Data for analysis:
......

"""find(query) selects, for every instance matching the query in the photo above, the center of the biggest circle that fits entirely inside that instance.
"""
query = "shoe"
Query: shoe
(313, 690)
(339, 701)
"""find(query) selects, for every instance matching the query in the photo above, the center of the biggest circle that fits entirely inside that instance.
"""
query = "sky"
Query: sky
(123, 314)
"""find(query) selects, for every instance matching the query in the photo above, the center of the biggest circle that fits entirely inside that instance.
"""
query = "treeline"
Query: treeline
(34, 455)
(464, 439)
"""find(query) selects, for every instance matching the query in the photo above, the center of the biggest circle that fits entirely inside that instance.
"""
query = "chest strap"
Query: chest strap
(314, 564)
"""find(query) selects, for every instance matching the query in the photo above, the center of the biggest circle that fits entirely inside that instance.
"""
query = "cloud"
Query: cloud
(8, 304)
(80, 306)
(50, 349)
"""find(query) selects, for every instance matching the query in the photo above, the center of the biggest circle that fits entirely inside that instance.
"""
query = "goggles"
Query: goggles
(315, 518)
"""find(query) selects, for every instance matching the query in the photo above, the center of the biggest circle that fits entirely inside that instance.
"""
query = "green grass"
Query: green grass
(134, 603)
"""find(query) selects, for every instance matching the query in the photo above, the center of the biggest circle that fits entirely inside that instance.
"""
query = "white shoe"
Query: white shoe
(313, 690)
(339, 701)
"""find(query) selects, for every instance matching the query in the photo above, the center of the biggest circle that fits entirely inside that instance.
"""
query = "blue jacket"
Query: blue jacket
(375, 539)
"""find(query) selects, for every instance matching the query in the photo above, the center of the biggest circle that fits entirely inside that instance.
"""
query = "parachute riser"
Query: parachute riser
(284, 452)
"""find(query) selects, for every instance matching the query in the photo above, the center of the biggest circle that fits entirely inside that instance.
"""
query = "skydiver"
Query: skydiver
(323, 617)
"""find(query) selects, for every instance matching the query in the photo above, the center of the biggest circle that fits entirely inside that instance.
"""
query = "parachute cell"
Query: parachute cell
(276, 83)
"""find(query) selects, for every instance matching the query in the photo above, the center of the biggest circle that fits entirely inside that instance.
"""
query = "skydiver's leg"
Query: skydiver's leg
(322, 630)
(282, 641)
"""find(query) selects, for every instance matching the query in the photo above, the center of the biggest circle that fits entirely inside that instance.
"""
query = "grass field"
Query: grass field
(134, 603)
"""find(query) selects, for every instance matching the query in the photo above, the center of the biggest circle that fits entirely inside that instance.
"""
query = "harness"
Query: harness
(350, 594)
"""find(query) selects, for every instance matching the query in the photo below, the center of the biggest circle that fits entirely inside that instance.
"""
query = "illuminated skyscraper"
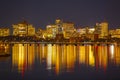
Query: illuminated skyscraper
(102, 29)
(4, 32)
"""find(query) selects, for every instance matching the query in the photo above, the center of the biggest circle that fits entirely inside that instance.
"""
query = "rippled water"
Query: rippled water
(63, 62)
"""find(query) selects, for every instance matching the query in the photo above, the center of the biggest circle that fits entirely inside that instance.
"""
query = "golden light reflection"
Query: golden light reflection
(22, 56)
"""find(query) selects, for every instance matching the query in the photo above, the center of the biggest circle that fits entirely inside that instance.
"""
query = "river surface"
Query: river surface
(59, 62)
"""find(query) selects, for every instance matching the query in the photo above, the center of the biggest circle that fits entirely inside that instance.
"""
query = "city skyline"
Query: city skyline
(41, 13)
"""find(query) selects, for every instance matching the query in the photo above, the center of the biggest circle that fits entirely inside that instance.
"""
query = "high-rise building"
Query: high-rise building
(102, 29)
(68, 29)
(52, 30)
(23, 29)
(4, 32)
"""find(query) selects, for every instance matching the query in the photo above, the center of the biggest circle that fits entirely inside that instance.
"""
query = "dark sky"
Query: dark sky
(42, 12)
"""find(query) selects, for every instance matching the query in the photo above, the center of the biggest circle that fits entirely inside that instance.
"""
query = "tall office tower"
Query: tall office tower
(23, 29)
(4, 32)
(102, 29)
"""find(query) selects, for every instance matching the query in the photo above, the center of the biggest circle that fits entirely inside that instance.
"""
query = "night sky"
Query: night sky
(43, 12)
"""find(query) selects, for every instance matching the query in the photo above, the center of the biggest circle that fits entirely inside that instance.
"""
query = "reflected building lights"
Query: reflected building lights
(62, 58)
(22, 57)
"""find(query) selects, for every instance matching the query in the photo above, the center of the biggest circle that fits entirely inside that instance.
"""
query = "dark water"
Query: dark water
(59, 62)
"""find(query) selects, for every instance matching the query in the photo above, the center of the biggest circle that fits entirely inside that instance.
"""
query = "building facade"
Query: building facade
(23, 29)
(4, 31)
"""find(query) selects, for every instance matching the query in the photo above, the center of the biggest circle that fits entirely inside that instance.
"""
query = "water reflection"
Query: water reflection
(4, 50)
(23, 56)
(63, 58)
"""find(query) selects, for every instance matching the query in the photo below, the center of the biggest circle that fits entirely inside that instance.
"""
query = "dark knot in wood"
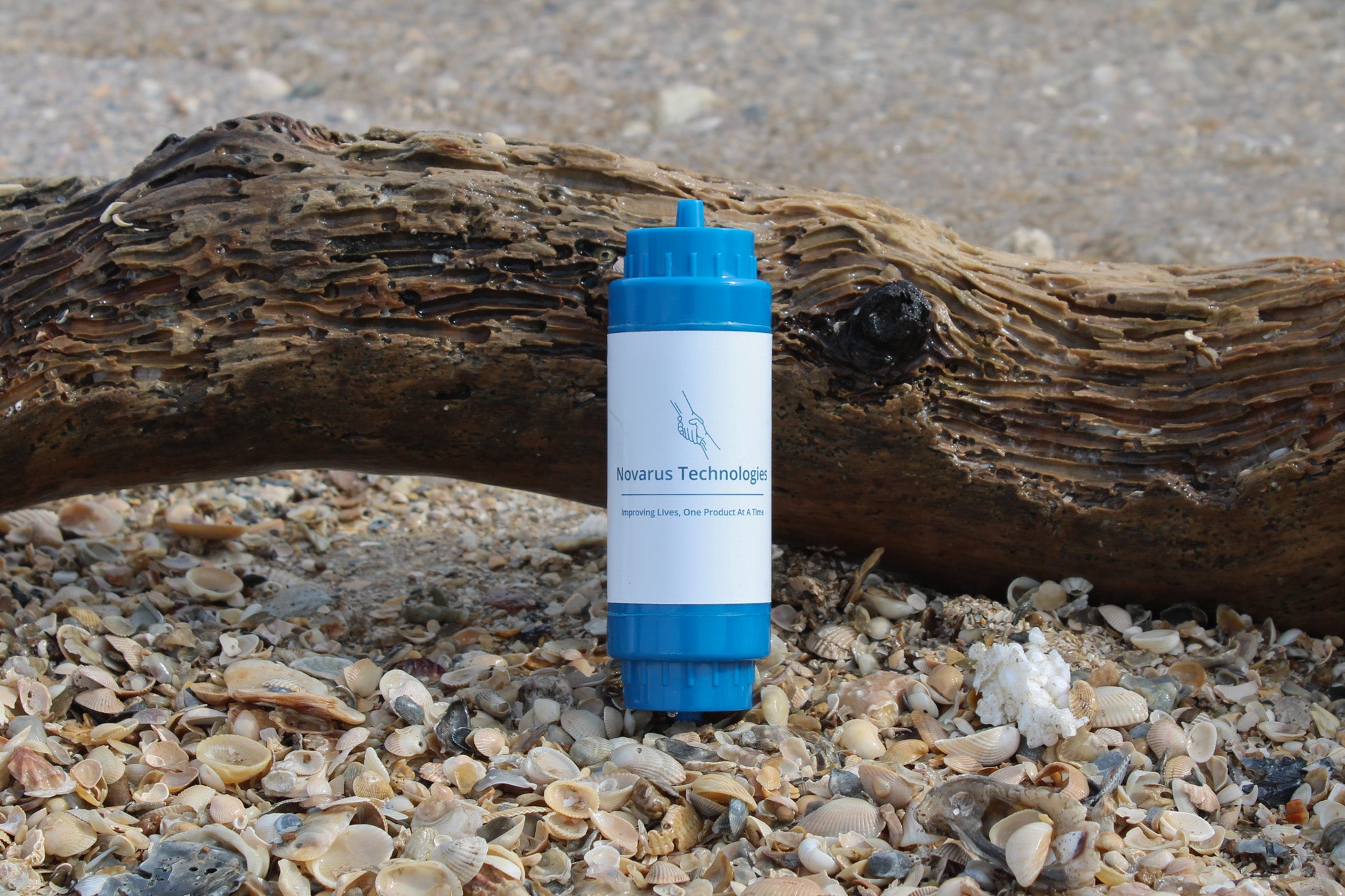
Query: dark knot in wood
(888, 327)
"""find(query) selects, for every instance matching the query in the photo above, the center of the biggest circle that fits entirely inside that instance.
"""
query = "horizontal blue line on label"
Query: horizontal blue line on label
(692, 495)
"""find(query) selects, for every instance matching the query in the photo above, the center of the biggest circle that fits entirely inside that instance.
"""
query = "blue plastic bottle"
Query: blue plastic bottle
(689, 467)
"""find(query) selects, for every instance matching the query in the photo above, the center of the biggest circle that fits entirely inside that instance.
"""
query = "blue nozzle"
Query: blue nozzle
(690, 213)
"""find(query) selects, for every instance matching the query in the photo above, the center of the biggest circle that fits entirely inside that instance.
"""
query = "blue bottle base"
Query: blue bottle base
(689, 658)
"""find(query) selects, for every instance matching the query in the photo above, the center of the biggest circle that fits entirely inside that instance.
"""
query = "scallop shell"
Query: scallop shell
(1026, 851)
(101, 700)
(665, 872)
(545, 765)
(572, 798)
(783, 887)
(581, 723)
(1083, 702)
(213, 584)
(357, 848)
(944, 680)
(407, 742)
(841, 816)
(720, 788)
(1157, 641)
(619, 830)
(463, 855)
(884, 785)
(65, 834)
(408, 878)
(1201, 740)
(89, 519)
(1165, 736)
(833, 641)
(234, 758)
(650, 762)
(907, 752)
(989, 746)
(1119, 708)
(1116, 617)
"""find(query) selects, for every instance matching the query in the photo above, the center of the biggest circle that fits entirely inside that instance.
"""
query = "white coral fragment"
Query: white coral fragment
(1028, 688)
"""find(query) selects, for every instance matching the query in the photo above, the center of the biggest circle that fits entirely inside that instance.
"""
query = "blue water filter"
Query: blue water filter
(689, 467)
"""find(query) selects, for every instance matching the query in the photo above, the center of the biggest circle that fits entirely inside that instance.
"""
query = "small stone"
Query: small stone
(680, 104)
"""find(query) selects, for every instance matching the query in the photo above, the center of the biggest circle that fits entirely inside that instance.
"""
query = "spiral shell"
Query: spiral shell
(1119, 708)
(989, 746)
(843, 816)
(649, 762)
(720, 788)
(572, 798)
(833, 641)
(234, 758)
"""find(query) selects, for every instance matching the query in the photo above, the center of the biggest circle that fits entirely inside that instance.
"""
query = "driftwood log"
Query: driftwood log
(271, 295)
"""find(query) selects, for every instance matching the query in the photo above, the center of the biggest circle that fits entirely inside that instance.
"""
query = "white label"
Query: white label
(689, 467)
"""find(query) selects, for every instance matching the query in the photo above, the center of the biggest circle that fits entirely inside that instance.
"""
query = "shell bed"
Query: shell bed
(324, 683)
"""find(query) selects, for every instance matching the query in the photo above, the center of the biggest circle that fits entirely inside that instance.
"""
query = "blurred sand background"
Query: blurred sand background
(1178, 132)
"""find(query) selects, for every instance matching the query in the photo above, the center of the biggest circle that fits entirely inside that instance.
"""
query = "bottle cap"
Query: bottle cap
(689, 277)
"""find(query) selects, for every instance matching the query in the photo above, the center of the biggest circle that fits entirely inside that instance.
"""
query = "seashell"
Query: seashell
(101, 700)
(408, 878)
(1201, 740)
(89, 521)
(37, 775)
(580, 723)
(613, 789)
(651, 763)
(1083, 702)
(355, 848)
(989, 746)
(362, 677)
(861, 738)
(1119, 708)
(944, 680)
(841, 816)
(463, 856)
(213, 584)
(1165, 736)
(907, 752)
(814, 856)
(572, 798)
(1184, 825)
(775, 706)
(720, 788)
(833, 641)
(665, 872)
(545, 765)
(680, 830)
(1179, 767)
(884, 785)
(1026, 851)
(1189, 673)
(407, 742)
(1158, 641)
(1116, 617)
(66, 834)
(183, 521)
(34, 698)
(783, 887)
(1006, 826)
(234, 758)
(553, 865)
(565, 828)
(622, 833)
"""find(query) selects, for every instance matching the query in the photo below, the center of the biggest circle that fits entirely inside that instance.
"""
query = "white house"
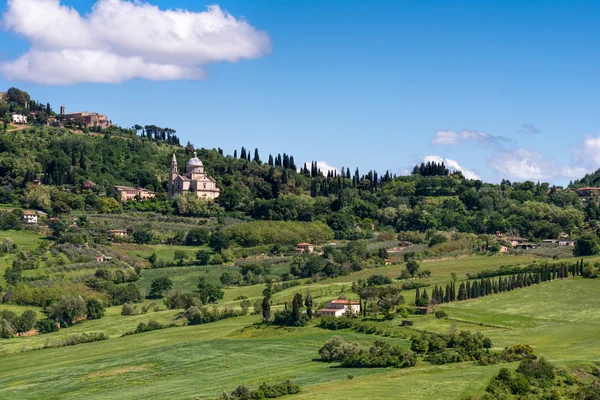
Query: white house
(29, 217)
(19, 118)
(337, 308)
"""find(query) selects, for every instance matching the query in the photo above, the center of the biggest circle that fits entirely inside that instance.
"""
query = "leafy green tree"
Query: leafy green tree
(26, 322)
(586, 245)
(197, 237)
(68, 310)
(203, 257)
(160, 286)
(308, 304)
(95, 309)
(226, 279)
(413, 267)
(208, 292)
(219, 240)
(179, 256)
(143, 236)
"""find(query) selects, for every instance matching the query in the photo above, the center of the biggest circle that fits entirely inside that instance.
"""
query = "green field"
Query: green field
(559, 319)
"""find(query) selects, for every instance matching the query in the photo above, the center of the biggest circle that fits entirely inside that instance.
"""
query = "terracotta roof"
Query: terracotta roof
(345, 302)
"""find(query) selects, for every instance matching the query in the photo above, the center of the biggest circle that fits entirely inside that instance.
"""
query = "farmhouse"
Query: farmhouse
(525, 246)
(19, 118)
(515, 240)
(305, 248)
(566, 242)
(89, 185)
(29, 217)
(117, 233)
(193, 180)
(588, 192)
(337, 308)
(86, 118)
(127, 193)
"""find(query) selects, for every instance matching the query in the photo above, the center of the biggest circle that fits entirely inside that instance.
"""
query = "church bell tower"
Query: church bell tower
(172, 174)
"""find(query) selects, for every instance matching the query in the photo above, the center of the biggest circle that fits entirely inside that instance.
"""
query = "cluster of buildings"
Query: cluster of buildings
(522, 243)
(86, 118)
(338, 308)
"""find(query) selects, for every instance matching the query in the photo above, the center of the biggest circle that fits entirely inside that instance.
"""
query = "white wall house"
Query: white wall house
(19, 119)
(337, 308)
(29, 217)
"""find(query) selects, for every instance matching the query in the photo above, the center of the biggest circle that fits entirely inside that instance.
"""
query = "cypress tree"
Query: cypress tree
(308, 305)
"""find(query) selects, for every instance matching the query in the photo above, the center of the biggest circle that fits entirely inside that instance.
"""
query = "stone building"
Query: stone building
(127, 193)
(192, 180)
(89, 119)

......

Task instructions:
Starting at the line that holds "Query: cypress tree", set down each line exactly through the last line of the records above, and no others.

Answer for this exercise:
Query: cypress tree
(308, 305)
"""find(query) selects, for every instance matching the query in the photo above, the center of the biggest circle that fits entirely inside that instance.
"""
query = "stone building"
Query: stone building
(127, 193)
(192, 180)
(89, 119)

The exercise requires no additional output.